(Source extract begins)

Going back to the pigeon, he didn't had punctured wounds nor blood, but he was administered topic antibiotic treatment, just in case. I'll keep you posted on how are things going, in the meantime he's now asleep (I have a tv camera on "his room" so I can watch him when I'm not there).


----------



## Jay3 (May 4, 2008)

If cat caught, or even caught by a hawk, the bird needs antibiotic to prevent an infection that can easily kill a bird. Most likely cat, and the bacteria they carry is highly toxic to a bird. He needs more than topical antibiotic.


----------



## CBL (May 13, 2014)

Exactly, so listen to Jay, if he needed topical antibiotics then he has some type of injury, put him on systemic antibiotics and he will be fine.


----------



## Cuculi (Nov 12, 2014)

Hello I'm back after a while...

My pigeon (yes, I'll keep him) was recovering well, except one of his legs, he was still limping and X-rayed him today and his femur is still fractured. After taking him to the vet and evaluating the scenario, there's a complication because there's no way it could be bandaged to keep it in place so it can solder properly and there's two ways:

1 - We can have him under surgery which may require anesthesics, an operation and a minimum 1-month recovery. And this is quite pricey.

2 - We can leave him like that, treating his pain and with a calcium injections/supplements so it will eventually solder and probably not quite right and he'll be limping for the rest of his pigeon life.

Do you have any advice for me? any experiences from you pigeon-lovers will be invaluable.

PS: I found another injured very young pigeon a couple of days ago, but i'll start another thread.


----------



## Ananth_Tvli (Jun 26, 2014)

Cuculi, all the injured pigeons in your area seem headed in your direction. LOL! Great that you have the heart to attend to them. 

In your place, i'd not opt for any form of surgery but let him heal and raise him as he is. I have a hen gifted to me by a friend which is crippled but it manages to fly around and seems genuinely happy.


----------

(Source extract ends)

◆ Task to complete
Could you copy the pigeon thread, beginning at "If cat caught, or" and stopping after "(May 13, 2014)", and swap "hawk" for "falcon"? The material comes from a separate source, unrelated to the pigeon thread.

(Given information begins)

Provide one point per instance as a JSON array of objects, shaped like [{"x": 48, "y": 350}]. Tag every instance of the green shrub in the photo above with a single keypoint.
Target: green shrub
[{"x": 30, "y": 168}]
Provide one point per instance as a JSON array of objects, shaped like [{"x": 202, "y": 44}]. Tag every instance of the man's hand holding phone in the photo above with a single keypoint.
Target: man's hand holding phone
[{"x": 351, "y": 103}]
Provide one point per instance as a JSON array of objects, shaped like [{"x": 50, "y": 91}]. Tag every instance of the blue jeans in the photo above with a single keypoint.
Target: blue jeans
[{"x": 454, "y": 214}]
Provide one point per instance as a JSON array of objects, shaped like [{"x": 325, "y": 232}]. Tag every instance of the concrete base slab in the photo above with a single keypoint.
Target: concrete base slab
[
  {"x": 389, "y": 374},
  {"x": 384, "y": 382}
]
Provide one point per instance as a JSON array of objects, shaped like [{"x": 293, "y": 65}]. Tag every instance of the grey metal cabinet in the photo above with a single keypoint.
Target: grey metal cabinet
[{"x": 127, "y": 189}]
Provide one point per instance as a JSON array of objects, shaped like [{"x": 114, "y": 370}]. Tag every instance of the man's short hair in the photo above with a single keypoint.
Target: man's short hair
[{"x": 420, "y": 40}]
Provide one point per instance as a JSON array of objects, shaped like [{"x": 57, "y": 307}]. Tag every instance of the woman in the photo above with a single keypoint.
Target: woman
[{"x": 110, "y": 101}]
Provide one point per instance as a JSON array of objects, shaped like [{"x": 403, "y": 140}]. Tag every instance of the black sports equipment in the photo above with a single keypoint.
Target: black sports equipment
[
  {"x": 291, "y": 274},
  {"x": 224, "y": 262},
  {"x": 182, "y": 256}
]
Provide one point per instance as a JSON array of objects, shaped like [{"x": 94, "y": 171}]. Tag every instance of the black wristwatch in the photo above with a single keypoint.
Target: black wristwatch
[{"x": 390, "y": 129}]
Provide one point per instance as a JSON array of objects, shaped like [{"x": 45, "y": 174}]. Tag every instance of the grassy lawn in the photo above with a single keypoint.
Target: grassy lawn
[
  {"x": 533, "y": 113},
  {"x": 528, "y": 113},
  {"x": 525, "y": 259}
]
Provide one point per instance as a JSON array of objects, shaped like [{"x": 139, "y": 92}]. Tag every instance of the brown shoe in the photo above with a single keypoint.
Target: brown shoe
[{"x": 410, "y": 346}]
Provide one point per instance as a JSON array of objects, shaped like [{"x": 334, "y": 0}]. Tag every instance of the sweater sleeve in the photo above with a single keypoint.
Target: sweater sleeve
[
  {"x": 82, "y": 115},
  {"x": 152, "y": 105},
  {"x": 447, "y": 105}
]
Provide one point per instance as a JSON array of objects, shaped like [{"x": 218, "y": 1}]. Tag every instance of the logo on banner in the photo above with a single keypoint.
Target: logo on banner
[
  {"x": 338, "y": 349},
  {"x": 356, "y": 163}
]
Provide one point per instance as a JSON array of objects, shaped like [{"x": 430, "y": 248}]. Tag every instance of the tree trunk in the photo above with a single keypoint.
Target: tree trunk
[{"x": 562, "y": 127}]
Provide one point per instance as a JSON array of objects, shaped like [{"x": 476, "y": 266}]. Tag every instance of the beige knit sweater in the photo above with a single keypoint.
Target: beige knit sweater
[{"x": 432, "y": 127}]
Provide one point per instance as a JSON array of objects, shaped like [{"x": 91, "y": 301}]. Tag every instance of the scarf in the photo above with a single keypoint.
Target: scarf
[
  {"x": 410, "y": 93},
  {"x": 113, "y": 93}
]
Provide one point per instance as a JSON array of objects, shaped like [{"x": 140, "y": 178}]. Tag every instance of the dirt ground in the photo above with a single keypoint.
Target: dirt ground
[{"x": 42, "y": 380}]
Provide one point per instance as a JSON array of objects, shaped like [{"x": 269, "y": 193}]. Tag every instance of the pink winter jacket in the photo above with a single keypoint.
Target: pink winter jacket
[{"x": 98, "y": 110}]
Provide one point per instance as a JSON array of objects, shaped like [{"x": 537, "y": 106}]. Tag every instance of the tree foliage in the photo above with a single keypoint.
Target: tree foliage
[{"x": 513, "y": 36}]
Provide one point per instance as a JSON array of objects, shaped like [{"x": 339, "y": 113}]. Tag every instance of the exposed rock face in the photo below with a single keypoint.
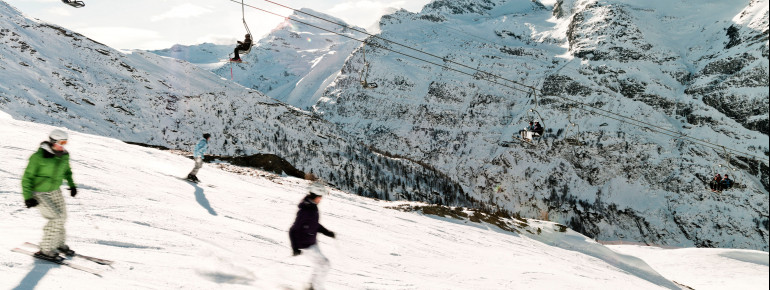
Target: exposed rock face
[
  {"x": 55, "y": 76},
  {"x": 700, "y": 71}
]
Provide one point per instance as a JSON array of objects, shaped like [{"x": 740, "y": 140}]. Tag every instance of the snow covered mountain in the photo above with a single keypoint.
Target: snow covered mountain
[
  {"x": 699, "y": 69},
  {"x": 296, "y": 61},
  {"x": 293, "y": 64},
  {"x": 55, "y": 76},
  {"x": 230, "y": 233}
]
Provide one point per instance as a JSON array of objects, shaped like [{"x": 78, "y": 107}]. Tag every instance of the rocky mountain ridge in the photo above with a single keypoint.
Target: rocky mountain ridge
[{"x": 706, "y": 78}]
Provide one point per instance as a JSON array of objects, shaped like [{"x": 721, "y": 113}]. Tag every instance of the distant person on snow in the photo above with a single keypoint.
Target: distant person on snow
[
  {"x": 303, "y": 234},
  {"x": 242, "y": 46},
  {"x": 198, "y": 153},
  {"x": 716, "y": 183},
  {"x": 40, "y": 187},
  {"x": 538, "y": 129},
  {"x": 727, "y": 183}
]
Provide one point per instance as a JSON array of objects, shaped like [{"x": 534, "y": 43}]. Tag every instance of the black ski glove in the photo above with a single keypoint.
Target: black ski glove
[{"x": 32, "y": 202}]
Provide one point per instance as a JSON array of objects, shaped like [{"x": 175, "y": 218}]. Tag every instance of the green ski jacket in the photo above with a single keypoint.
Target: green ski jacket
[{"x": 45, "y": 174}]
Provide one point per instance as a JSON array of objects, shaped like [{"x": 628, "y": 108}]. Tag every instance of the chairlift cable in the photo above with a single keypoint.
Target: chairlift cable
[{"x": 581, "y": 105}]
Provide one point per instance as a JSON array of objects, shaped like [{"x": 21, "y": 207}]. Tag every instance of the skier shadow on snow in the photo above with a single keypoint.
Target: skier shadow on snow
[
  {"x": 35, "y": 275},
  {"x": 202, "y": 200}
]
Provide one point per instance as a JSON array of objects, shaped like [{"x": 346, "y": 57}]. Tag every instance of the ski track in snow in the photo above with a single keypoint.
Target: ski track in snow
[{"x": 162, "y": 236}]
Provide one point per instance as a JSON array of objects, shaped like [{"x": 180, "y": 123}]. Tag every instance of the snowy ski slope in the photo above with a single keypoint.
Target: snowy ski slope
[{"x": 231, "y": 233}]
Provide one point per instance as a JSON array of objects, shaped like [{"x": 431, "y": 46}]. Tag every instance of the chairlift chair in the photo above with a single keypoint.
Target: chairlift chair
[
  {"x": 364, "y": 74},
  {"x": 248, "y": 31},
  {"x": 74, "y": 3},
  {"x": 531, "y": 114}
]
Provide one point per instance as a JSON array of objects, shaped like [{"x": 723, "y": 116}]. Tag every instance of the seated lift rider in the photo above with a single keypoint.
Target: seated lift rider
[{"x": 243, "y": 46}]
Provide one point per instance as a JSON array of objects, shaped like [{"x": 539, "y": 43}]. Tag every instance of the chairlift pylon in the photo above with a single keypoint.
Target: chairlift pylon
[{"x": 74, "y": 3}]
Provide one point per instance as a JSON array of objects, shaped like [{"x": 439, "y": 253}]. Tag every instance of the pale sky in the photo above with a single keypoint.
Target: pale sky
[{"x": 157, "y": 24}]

(Given information ends)
(Given information begins)

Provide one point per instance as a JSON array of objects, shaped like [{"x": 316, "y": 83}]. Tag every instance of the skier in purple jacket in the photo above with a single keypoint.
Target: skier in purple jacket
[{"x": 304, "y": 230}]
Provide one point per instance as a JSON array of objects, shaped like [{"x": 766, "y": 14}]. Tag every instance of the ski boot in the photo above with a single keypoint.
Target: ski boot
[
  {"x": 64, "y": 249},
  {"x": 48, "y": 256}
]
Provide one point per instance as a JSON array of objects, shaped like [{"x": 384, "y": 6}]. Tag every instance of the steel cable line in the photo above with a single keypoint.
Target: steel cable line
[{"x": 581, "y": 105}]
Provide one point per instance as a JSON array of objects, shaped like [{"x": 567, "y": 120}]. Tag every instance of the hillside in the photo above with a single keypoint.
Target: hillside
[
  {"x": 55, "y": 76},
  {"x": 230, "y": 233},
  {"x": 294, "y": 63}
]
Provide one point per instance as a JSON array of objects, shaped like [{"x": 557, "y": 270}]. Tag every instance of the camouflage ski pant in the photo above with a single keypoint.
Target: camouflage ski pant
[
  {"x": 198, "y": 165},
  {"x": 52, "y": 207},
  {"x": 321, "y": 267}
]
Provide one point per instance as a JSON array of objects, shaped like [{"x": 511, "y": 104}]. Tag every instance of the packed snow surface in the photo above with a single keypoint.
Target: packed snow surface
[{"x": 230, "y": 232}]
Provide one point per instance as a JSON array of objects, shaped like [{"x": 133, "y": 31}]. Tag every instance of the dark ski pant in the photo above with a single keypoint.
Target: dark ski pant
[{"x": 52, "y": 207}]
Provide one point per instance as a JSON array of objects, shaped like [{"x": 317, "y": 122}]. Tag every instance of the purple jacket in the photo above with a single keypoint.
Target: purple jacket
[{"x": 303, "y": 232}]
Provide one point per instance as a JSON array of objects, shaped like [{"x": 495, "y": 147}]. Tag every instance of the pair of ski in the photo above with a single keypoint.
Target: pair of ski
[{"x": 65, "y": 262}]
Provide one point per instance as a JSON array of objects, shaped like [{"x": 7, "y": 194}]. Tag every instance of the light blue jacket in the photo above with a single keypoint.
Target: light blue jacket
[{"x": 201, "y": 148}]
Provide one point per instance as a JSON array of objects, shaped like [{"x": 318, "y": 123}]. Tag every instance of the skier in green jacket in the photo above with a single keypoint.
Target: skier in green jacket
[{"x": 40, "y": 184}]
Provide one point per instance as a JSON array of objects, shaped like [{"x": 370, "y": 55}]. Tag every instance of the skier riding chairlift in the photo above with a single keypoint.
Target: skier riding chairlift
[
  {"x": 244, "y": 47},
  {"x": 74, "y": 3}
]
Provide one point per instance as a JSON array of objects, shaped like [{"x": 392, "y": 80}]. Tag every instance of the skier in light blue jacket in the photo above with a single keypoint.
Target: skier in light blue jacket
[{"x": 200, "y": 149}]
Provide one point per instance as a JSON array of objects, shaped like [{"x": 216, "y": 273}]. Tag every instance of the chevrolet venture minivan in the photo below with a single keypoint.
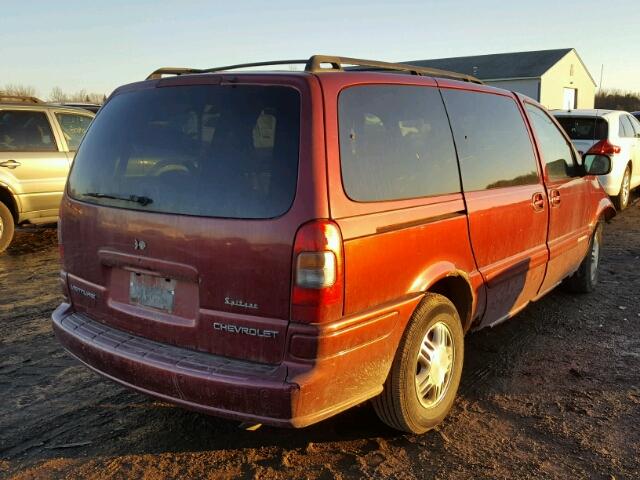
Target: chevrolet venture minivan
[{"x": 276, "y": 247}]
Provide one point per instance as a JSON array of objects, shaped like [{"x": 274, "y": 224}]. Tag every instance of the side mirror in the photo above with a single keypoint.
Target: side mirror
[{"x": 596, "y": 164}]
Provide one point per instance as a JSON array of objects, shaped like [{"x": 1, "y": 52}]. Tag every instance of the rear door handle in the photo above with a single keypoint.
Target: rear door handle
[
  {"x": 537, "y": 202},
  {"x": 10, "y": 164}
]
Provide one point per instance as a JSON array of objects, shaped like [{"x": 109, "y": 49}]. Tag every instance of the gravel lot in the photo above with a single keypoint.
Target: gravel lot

(Given information ends)

◆ Reply
If cat caught, or even caught by a falcon, the bird needs antibiotic to prevent an infection that can easily kill a bird. Most likely cat, and the bacteria they carry is highly toxic to a bird. He needs more than topical antibiotic.


----------



## CBL (May 13, 2014)